begin Data entries
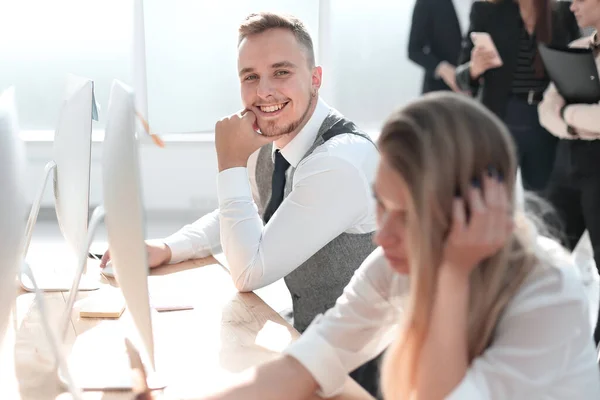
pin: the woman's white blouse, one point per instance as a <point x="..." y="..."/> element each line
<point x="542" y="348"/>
end Data entries
begin Data entries
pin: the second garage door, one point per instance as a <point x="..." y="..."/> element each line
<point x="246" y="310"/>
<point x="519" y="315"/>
end Data entries
begin Data entries
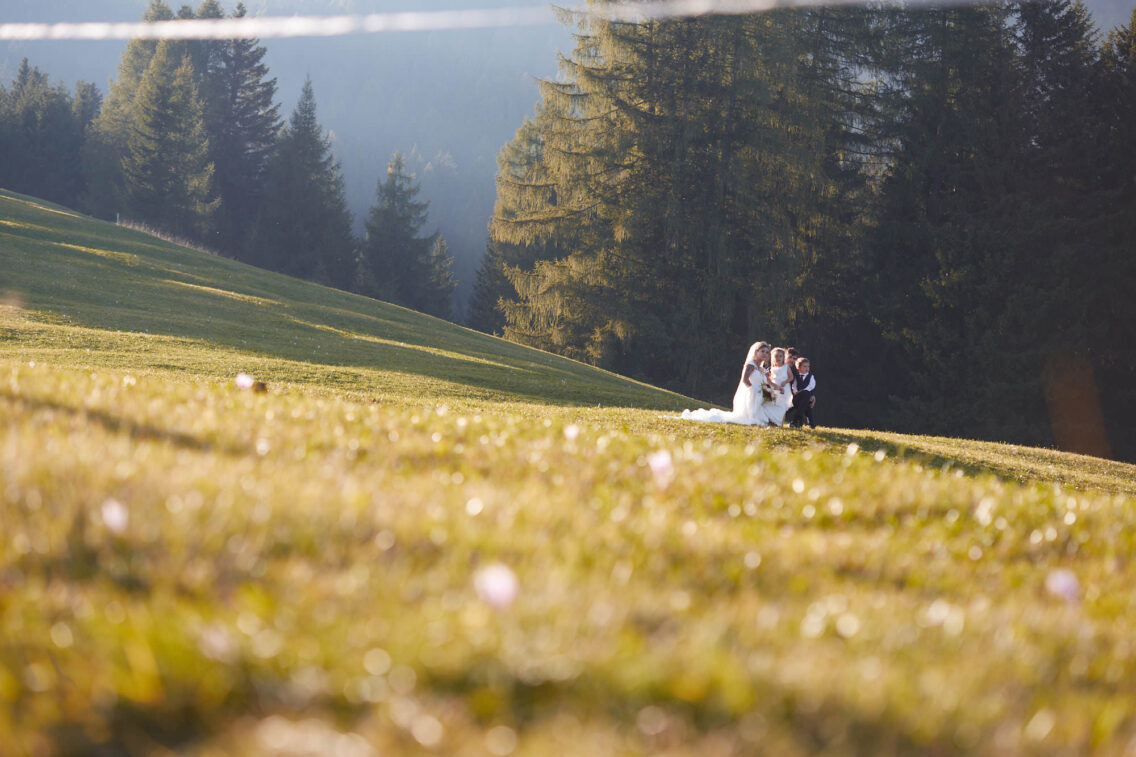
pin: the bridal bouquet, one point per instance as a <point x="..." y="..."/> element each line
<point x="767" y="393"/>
end Data entries
Stated exercise:
Please pull out every line in the rows above that contains the word "element".

Solution for this task:
pin: the woman's white blouse, one point per instance as a <point x="..." y="..."/> element each line
pin: the second garage door, one point per instance as a <point x="..." y="..."/> element each line
pin: the bridal bouquet, one point per instance as a <point x="..." y="..."/> element each line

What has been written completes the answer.